Задание -> Какого цвета были волосы поэта, судя по тексту о внешности и костюме Пушкина?

Текст документа ->
════════════════════

Еще одной примечательной чертой поэта были прекрасные зубы – чем в то время далеко не каждый мог похвастать; белизной с ними могли равняться только перлы.
Выделяли его из общей массы и волосы – по-африкански курчавые, но не черные, а каштановые. Он позволял им отрастать до плеч, держа голову в беспорядке, порой отпускал бакенбарды, длинные и всклокоченные, одевался небрежно, ходил быстро, поигрывая тростью, напевая и насвистывая. В это время многие пытались копировать его стиль, таких подражателей называли a la Pusсhkin».[32]
Небрежность в облике молодого Пушкина была тщательно продуманной, ведь он был большим модником, франтом. В его произведениях часто встречаются подробные описания мужского костюма, и заметно, что перечисление его элементов доставляло поэту удовольствие. В то время в моде господствовал английский стиль, в манере одеваться молодые люди подражали поэту-романтику Джорджу Гордону Байрону, известному также своими амурными похождениями и участием в войне за независимость Греции. Светские люди носили панталоны, жилет, фрак или сюртук, сверху – плащ-альмавиву, драпировавшийся в романтические складки. Дополнялся костюм цилиндром или широкой шляпой-боливаром, а также тростью. В моде были разнообразные шейные платки и галстуки, завязывавшиеся слегка небрежно, «а-ля Байрон». Модный силуэт предполагал довольно широкие плечи, выпуклую грудь и тонкую талию. Если человек не обладал этими достоинствами, использовали корсет и подкладки под плечи и грудь. Однако у Пушкина, несмотря на невысокий рост, фигура была очень хорошей, он был сложен крепко и соразмерно. Ну а в талии он всегда был очень тонок: как-то уже двадцатипятилетний Пушкин померился талией с пятнадцатилетней стройной девчушкой – и оказалось равно. А ведь талии девушек в том веке сызмальства формировались корсетами!

════════════════════

Исходный материал ->
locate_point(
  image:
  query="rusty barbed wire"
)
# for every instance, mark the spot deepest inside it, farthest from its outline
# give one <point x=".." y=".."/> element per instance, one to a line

════════════════════

Решение -> Каштановые: по-африкански курчавые, но не черные.